Friday 8 December 2023

And where is the accountability?

It was always obvious to anyone with a grain of sense and half a brain cell that Boris Johnson was shockingly unfit to serve as Prime Minister (especially after his shambolic stint as Foreign Secretary). His appearance at the Covid Inquiry this week has done nothing to dispel that view and has merely underlined his unfitness once again. As satisfying as it was to see him grilled over his half-arsed and incompetent handling of the pandemic, it was still profoundly frustrating for several reasons. Not least of which is the suspicion that this inquiry will, instead of holding politicians to account for woeful decision making, turn out to be yet another example of establishment immunity.
Despite the Tory care home scandal, the billions of pounds lost in corrupt "VIP lane" covid contracts for Tory cronies, Rishi Sunak's insane "Eat Out To Help Out" scheme, and billions more squandered on covid support loans to fake companies and fraudsters, a light grilling by their establishment peers is as bad as it's ever going to get for the likes of Johnson and Hancock.

* [Your assignment]
In the post about Boris Johnson and the Covid Inquiry, which scheme of Rishi Sunak's does the writer call insane?

Records from a dataset
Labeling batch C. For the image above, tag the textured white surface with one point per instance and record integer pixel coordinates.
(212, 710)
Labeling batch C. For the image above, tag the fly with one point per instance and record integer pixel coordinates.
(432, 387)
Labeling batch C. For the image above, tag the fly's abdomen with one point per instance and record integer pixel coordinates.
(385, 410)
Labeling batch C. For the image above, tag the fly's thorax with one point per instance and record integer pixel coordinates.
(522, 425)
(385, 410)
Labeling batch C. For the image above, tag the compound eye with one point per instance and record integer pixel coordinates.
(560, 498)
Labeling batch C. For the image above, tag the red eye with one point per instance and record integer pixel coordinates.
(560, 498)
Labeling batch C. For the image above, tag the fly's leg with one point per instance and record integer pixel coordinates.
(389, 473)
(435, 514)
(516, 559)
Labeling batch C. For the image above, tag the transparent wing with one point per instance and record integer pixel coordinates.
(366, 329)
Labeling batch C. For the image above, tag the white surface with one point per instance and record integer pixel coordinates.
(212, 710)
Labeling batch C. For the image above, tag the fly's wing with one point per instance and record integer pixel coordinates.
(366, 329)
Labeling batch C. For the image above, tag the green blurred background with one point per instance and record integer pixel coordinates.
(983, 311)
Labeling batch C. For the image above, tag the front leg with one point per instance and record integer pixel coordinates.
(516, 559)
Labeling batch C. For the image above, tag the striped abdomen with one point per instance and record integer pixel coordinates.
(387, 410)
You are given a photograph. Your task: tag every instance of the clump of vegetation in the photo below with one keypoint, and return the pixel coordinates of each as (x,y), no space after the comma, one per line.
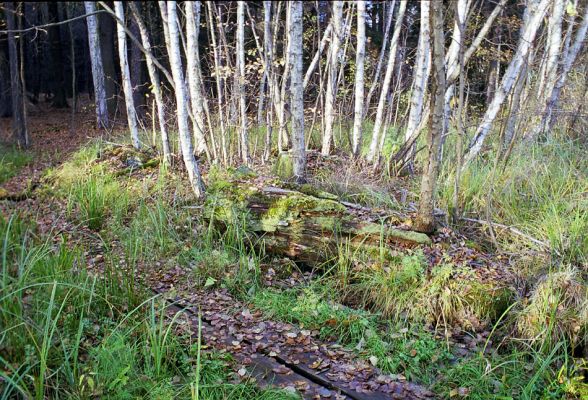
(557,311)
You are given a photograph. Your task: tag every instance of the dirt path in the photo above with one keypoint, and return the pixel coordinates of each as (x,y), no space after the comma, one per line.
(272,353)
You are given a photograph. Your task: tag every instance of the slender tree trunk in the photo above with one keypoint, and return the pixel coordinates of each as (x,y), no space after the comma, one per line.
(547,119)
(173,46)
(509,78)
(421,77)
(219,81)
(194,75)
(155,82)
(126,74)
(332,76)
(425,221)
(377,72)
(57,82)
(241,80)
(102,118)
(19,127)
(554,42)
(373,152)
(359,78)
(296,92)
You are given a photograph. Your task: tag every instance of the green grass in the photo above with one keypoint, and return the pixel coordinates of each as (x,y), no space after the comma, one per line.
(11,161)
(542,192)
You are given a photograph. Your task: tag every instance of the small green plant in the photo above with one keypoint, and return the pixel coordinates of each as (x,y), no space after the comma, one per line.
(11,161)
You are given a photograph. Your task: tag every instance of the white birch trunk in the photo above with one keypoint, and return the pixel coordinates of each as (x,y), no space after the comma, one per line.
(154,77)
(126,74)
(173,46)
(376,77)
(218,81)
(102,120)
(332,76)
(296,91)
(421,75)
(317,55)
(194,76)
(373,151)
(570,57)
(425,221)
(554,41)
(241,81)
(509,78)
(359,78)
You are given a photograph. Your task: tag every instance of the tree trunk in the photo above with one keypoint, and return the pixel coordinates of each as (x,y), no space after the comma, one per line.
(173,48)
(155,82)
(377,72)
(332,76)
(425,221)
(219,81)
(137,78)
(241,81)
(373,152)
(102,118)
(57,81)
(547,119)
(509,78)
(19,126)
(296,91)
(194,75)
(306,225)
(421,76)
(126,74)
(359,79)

* [Output of the exercise]
The "Eat Out To Help Out" scheme.